▶ **Job**: Pull out every line below that contains the word "bare", copying each one in full.

▶ **Task inputs**:
((

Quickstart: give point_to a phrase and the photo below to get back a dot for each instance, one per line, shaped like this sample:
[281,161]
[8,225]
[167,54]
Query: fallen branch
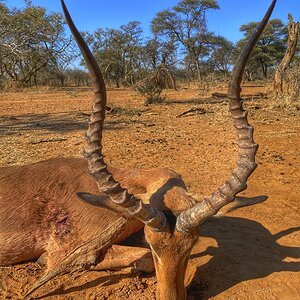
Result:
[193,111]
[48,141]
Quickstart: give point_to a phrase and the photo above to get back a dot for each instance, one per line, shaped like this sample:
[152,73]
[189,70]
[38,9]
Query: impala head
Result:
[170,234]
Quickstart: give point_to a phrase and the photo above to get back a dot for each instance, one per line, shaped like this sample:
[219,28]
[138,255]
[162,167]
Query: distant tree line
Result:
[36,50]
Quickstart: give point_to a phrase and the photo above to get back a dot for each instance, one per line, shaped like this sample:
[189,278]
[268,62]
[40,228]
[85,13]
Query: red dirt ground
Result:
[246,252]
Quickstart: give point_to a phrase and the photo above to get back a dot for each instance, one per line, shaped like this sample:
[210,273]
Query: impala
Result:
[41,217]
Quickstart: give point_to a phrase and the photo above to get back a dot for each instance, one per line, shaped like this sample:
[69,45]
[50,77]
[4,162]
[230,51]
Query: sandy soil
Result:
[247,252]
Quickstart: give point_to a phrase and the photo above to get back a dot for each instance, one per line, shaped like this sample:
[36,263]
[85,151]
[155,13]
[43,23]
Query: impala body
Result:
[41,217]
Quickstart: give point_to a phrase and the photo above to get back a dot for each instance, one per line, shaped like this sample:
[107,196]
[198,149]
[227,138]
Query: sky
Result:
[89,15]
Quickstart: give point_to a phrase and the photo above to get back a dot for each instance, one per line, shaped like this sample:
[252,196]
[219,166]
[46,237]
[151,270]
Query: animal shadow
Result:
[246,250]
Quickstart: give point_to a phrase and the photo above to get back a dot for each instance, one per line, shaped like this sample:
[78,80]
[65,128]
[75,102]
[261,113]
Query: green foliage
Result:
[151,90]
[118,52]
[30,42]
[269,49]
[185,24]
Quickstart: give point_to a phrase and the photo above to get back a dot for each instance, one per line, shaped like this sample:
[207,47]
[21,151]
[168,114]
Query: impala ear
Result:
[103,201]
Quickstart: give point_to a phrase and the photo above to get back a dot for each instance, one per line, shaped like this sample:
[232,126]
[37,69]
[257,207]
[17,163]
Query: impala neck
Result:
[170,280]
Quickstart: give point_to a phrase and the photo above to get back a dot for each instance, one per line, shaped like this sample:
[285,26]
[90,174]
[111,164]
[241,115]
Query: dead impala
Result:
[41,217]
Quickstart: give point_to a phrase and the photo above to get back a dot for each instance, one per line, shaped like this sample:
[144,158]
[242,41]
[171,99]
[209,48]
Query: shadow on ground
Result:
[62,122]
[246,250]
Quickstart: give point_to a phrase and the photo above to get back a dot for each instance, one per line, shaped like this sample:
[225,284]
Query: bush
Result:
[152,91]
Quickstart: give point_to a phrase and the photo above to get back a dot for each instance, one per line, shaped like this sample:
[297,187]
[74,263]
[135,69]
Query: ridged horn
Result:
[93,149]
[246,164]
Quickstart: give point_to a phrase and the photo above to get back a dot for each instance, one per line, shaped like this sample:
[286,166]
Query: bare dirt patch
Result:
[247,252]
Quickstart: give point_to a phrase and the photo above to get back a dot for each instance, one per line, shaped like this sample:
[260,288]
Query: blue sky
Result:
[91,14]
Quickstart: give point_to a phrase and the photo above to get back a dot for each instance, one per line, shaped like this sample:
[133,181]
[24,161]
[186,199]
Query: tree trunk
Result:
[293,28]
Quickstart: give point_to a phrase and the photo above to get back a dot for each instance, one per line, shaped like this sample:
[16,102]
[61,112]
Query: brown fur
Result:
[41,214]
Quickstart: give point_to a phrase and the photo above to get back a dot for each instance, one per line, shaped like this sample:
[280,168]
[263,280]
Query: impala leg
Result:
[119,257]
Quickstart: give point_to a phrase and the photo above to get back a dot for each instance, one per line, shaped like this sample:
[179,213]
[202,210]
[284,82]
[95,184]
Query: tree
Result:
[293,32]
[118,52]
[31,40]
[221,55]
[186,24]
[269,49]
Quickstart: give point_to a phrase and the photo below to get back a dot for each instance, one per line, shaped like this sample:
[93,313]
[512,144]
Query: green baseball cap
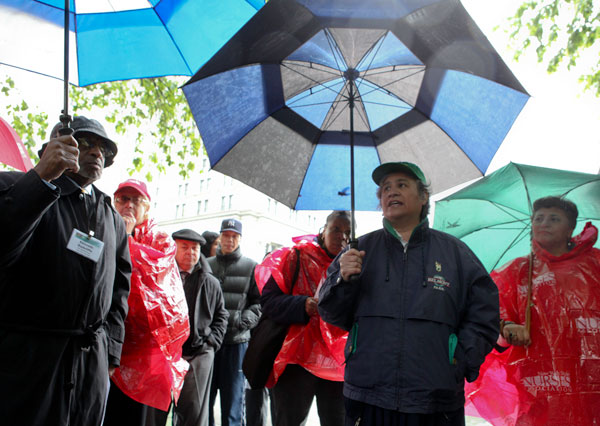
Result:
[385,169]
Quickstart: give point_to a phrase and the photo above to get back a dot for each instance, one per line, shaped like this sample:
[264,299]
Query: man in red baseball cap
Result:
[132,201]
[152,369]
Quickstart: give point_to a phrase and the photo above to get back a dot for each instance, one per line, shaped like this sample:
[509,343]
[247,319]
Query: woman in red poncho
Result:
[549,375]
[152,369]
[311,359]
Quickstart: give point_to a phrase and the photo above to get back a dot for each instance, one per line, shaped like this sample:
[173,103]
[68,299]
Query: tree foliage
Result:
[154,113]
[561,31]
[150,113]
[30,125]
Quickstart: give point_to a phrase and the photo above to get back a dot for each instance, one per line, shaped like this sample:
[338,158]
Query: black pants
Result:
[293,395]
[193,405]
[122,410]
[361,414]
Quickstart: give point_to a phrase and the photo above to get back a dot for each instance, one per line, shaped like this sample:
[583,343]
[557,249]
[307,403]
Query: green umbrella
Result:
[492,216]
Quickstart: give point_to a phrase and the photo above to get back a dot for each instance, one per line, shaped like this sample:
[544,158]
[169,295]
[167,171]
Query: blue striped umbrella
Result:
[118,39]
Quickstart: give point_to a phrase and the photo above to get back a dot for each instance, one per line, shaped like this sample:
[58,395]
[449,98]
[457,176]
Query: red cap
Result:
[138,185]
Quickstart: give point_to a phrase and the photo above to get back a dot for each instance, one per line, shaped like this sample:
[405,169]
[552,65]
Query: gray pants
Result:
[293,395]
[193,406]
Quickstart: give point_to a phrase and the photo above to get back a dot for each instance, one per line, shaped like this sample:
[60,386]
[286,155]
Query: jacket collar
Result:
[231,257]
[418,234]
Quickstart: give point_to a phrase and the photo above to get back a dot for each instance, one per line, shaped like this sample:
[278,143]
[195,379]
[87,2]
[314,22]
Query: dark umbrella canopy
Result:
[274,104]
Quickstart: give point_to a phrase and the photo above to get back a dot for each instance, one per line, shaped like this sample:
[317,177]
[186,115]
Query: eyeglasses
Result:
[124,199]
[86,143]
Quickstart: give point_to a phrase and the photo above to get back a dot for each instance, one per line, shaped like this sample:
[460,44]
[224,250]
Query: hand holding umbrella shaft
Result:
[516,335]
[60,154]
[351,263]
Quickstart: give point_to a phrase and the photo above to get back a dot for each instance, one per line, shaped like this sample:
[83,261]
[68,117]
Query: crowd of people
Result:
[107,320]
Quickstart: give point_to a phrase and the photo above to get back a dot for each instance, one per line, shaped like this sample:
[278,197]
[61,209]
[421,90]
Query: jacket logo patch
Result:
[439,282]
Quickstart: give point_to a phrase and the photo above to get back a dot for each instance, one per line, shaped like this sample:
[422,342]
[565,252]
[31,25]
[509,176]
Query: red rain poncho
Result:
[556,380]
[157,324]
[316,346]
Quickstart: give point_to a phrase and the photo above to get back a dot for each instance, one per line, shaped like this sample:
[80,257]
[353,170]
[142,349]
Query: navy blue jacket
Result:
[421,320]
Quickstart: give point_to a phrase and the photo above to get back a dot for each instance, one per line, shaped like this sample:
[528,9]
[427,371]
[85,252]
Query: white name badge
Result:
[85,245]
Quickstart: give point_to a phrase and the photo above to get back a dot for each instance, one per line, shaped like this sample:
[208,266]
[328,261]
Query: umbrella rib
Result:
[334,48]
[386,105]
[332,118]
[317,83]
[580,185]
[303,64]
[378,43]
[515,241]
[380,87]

))
((

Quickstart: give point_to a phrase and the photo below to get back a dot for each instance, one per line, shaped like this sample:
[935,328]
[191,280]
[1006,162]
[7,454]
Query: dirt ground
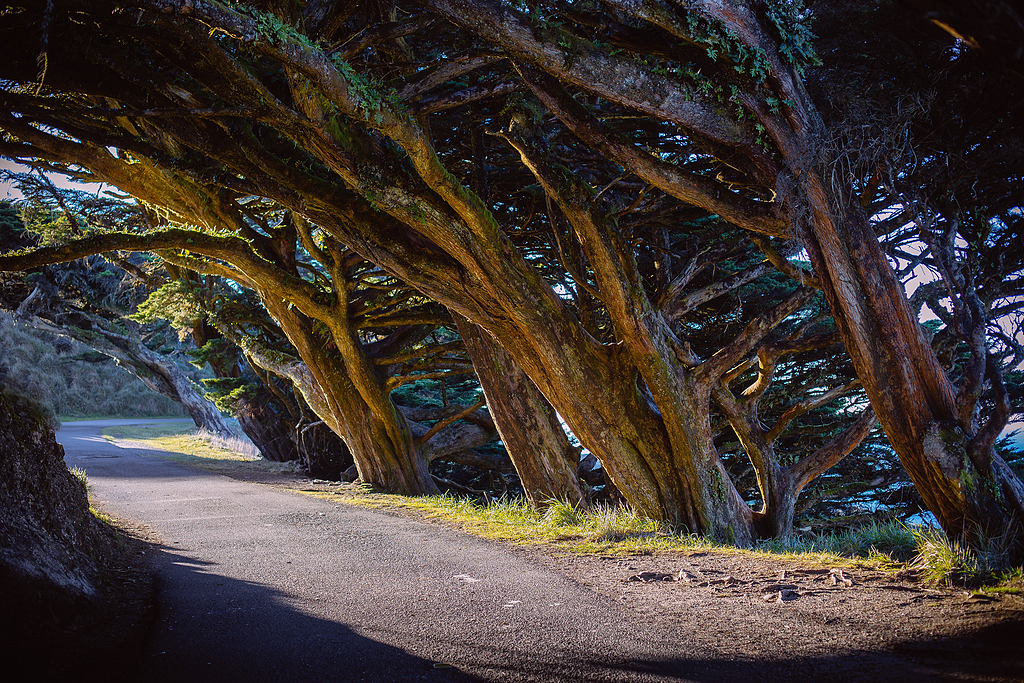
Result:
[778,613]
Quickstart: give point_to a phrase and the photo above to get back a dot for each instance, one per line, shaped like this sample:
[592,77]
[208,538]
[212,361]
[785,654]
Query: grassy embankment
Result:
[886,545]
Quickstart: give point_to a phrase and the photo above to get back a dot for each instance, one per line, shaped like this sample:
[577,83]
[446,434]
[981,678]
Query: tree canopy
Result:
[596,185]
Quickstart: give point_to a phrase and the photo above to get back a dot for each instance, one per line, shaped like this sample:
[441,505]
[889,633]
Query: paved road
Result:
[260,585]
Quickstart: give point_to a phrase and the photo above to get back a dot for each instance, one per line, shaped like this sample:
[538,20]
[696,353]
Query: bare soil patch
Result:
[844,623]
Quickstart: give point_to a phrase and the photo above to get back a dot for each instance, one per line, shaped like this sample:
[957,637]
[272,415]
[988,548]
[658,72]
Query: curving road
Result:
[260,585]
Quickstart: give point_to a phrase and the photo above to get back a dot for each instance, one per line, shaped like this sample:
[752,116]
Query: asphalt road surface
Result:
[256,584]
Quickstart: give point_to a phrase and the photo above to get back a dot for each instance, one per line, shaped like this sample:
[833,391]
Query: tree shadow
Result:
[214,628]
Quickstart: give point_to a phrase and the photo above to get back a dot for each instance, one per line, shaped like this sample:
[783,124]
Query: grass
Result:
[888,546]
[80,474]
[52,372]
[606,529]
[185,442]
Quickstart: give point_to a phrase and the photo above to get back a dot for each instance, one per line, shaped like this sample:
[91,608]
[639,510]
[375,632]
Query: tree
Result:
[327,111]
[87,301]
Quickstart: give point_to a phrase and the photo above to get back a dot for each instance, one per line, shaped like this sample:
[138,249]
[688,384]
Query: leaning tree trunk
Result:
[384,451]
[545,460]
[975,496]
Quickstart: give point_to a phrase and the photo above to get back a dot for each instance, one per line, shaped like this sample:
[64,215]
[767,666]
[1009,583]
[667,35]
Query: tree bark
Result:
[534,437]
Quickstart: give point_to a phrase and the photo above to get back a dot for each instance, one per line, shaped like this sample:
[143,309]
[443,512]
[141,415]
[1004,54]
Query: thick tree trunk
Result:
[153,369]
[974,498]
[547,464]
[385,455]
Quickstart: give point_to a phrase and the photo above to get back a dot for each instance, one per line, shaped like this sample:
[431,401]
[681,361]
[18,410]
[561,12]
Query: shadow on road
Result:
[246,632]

))
((

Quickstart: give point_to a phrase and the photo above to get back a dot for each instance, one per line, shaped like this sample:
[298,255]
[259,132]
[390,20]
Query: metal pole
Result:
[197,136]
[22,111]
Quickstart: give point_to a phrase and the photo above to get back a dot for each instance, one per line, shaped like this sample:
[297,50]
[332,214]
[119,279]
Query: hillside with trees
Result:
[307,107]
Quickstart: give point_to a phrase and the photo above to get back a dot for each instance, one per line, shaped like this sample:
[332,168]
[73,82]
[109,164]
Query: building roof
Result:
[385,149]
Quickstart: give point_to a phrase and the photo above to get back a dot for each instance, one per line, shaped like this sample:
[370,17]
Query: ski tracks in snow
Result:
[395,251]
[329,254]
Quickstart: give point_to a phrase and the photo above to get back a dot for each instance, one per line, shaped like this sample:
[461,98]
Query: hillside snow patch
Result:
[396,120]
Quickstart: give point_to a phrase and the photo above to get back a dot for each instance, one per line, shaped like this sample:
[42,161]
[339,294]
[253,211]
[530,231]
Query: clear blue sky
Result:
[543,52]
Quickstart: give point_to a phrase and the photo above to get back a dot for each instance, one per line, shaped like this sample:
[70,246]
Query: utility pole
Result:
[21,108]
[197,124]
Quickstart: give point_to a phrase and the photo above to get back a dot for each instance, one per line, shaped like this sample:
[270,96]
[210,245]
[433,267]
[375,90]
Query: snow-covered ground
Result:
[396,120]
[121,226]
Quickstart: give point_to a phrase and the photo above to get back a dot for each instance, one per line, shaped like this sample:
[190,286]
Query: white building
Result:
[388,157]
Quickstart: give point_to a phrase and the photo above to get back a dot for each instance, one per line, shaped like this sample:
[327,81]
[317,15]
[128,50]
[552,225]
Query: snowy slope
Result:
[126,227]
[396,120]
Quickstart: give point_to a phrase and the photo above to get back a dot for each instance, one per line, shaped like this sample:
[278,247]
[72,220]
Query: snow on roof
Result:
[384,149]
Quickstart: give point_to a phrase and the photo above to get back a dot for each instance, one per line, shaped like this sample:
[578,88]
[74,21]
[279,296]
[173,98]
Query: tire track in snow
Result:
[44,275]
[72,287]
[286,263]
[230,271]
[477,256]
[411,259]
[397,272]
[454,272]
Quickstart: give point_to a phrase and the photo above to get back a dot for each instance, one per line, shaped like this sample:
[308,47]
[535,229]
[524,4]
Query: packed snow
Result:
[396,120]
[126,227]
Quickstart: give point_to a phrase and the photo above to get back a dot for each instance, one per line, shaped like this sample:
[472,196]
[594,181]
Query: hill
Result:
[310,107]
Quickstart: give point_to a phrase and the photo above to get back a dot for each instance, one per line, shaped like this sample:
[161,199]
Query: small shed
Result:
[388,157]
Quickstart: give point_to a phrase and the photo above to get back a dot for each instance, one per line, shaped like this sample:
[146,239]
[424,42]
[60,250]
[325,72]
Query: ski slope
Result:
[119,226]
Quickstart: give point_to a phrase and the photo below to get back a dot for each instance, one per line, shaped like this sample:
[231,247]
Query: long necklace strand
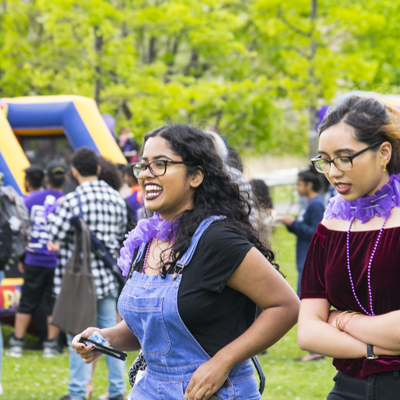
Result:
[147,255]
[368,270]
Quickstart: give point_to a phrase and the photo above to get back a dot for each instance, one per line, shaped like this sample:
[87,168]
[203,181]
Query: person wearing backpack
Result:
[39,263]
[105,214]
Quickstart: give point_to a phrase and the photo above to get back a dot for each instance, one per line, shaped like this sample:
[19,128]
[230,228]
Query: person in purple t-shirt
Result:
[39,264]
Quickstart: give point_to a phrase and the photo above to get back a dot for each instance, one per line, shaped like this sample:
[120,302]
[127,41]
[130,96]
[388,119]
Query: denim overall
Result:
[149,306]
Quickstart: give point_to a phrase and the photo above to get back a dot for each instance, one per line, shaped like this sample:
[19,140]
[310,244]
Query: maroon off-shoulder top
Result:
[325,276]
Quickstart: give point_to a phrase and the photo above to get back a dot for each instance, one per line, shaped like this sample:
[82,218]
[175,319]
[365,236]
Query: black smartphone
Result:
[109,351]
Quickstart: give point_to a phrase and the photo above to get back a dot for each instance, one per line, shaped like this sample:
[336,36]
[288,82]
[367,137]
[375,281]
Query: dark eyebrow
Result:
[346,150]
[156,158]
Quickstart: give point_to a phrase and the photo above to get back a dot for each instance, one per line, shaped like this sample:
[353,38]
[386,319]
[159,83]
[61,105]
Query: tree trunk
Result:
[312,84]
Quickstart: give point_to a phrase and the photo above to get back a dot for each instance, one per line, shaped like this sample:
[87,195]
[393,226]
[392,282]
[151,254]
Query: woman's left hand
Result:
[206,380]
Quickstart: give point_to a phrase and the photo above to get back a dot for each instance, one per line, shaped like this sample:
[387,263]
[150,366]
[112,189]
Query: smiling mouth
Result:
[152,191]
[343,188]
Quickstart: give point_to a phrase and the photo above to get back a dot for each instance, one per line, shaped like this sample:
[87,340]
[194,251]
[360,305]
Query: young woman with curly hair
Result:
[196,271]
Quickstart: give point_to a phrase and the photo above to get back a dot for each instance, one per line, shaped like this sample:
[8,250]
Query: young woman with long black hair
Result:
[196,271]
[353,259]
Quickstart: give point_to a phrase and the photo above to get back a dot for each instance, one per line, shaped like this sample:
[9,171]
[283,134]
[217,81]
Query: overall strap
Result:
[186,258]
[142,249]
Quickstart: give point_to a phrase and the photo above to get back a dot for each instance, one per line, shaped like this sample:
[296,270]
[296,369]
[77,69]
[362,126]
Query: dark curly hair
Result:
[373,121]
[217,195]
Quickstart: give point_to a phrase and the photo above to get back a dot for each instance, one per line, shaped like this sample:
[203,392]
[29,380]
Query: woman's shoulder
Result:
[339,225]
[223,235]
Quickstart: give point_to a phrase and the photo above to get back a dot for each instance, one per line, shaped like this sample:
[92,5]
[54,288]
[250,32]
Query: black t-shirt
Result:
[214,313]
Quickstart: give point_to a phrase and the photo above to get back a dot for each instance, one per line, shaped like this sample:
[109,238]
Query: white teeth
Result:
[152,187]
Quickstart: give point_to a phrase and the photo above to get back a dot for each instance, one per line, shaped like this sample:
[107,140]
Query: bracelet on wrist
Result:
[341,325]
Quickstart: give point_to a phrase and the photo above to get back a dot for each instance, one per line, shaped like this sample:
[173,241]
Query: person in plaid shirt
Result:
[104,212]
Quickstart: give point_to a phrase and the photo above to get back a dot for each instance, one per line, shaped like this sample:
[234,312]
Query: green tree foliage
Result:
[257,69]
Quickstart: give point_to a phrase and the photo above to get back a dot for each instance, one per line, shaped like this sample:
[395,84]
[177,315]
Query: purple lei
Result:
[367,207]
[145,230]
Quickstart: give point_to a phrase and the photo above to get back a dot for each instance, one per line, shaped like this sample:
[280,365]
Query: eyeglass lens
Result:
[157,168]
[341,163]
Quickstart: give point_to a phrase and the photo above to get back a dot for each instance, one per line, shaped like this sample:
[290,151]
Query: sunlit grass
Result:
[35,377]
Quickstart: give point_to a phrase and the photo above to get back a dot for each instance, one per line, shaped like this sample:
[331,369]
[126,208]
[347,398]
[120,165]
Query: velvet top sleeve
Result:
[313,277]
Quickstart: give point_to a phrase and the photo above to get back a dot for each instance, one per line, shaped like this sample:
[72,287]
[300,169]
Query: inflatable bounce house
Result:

))

▶ **Task response**:
Query: bare dirt patch
Query: bare soil patch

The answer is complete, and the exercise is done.